**Given records:**
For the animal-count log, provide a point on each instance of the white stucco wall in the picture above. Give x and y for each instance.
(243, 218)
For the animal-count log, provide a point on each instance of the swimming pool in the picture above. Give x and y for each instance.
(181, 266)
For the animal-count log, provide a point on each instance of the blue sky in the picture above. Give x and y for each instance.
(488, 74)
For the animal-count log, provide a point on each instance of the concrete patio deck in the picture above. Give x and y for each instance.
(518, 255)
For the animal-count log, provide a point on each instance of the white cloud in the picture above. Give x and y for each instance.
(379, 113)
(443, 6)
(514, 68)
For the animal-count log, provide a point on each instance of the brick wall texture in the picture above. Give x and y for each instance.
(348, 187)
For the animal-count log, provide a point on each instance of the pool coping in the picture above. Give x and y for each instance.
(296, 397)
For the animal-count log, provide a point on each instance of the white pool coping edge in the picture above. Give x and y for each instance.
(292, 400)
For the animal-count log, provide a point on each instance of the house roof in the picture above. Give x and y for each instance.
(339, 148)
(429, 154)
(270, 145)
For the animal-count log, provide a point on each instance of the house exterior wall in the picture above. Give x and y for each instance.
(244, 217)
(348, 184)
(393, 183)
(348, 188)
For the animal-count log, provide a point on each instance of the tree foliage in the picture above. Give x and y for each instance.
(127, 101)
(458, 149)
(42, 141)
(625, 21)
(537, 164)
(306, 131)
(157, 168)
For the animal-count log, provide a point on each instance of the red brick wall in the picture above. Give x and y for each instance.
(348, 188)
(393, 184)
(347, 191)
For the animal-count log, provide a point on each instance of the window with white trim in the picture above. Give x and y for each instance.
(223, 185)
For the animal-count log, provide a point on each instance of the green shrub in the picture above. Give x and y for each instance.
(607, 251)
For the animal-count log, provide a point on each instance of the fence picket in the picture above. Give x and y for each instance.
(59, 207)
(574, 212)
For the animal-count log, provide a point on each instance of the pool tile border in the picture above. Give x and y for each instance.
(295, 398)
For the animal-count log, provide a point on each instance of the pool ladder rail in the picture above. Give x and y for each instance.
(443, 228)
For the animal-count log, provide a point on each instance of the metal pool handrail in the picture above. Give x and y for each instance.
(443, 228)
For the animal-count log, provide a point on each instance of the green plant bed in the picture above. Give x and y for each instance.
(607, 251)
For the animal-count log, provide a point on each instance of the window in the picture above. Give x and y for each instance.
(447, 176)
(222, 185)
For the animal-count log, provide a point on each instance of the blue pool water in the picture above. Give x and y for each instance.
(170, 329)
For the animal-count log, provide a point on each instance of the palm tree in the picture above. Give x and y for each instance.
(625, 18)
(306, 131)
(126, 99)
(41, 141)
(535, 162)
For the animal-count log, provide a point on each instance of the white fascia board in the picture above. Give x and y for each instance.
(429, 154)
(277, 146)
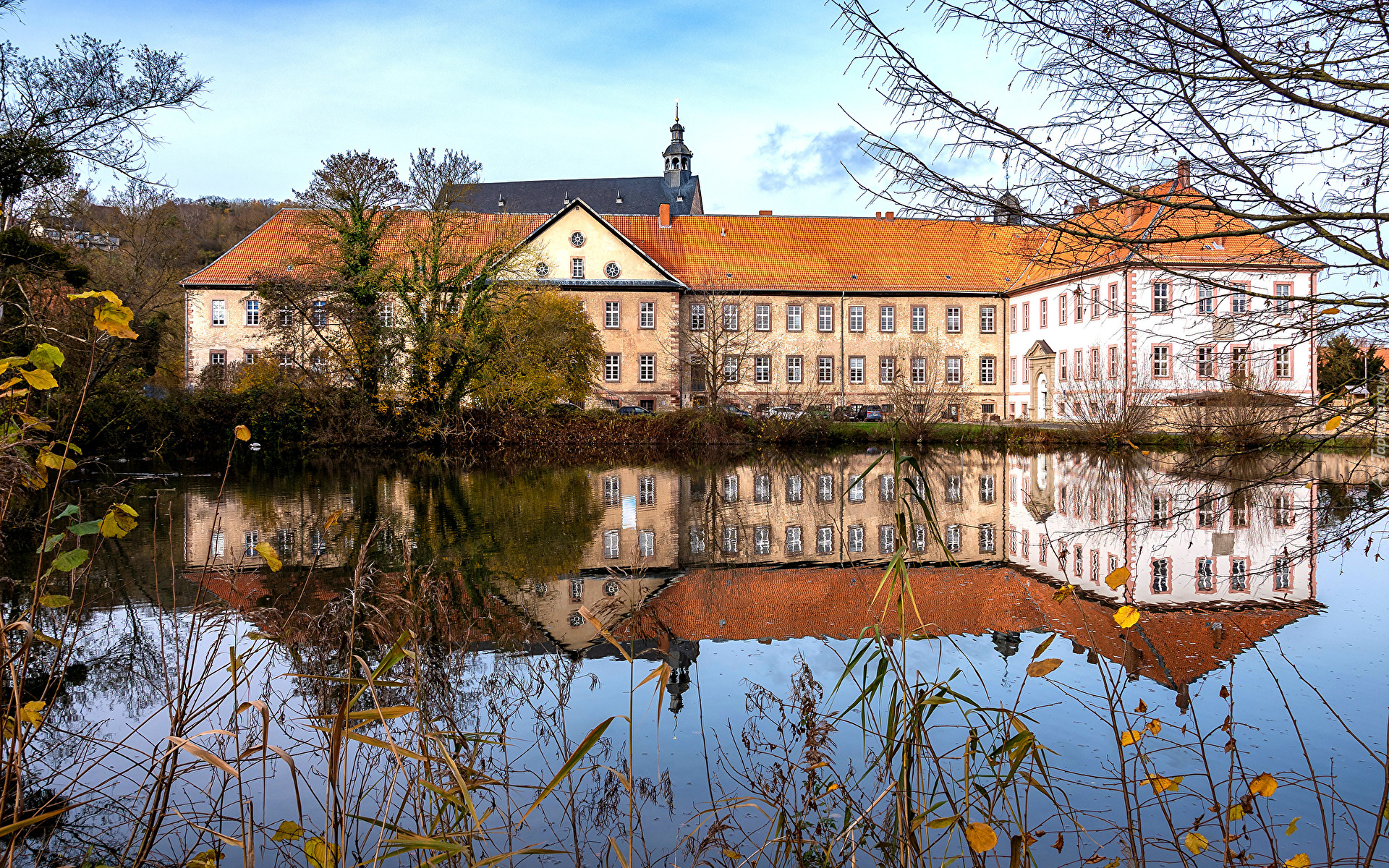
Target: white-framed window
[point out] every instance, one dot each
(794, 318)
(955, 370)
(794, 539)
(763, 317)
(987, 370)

**Task to complete:**
Copy every one of the records above word for word, leaving out the pictures.

**Written solution:**
For the animal-count log, provide a point on each instance of the white stucco wall in the picture above. Give x and y for each instance.
(243, 218)
For the animal-count log, provide a point on each instance of the swimming pool in the picture above. Give x and y for each instance.
(181, 266)
For the animal-count log, provide a point on each instance of the blue sky in the picture above. Give x and y for each instance.
(488, 74)
For the animal-count log, provide a point on each instance of the concrete patio deck in the picture above. Give x and y for each instance.
(518, 255)
For the animal-count log, provide a point on each instance of the white cloud in the picture above. Give x and y for each instance.
(379, 113)
(443, 6)
(514, 68)
For the animal-count log, provide a point on each instance of the brick wall texture in the picture above. Give x and y for each instance.
(348, 187)
For the animal-count log, provide a point on each instance of the pool coping in the picture above. Give x and y for each instance.
(296, 397)
For the animal-count log, provide a point on each instance of the white pool coping edge in the picture above. Give x and y for each instance.
(292, 400)
For the animal-count log, provide a point on each instance of the house roof in the picture above. Give x and y for each instance.
(339, 148)
(429, 154)
(270, 145)
For the animal-count log, provide a point on each instance of the house exterior wall in the picture above. Give x and y for each instance.
(244, 217)
(348, 184)
(393, 183)
(348, 188)
For the animal-count log, provide a point on each instance of the tree foliage in the picture above. Give x and y for each instance.
(127, 101)
(458, 149)
(42, 141)
(625, 21)
(537, 164)
(306, 131)
(157, 168)
For the animal-count log, provide a point on each instance of the red brick wall in the picture above. Give x and y for each instance.
(348, 188)
(393, 184)
(347, 191)
For the animal-count log, provide a point on each instance of the window with white trim in the picture above. Give x and y for each instance.
(223, 185)
For the animal-count log, provide a point on each instance of the green shrub in the picture above. Give x and y for each instance.
(607, 251)
For the animal-count log, provide a point on each instance of the fence picket in the picture above. Give x and y for each instance.
(59, 207)
(574, 212)
For the animal-count log, provide a point on each instance of the pool tile border in the picture above. Give x and y for each instance.
(295, 398)
For the animal-count log, provide a point on each instance of the pool ladder rail in the picture above. Give x and y for each instance.
(443, 228)
For the animal-count log, provide a point on each instance of the metal pool handrail in the picture above. Give x and y for each instance.
(443, 228)
For the animal-count log, provide a point on each instance of the green plant bed in the picture above. Give x and y for each instance.
(607, 251)
For the animal-count log, provide a point on each instance of the window in the picture above. Give x and y for each instance.
(447, 176)
(222, 185)
For the animal-count log, provide a point on each instance of the blue pool water in the picture above. Give x and y for each instance.
(170, 329)
For the animal-count log, provide a point on each instance of the palm tree in the picture above. Give x and y for each instance.
(625, 18)
(306, 131)
(126, 99)
(41, 141)
(535, 162)
For the animal-count log, provide a point on each instance of the white fascia board in the picture above. Give x and y for each instance.
(429, 154)
(277, 146)
Target: white-framed window
[point out] every instance, one dot each
(794, 318)
(955, 370)
(794, 539)
(763, 317)
(987, 370)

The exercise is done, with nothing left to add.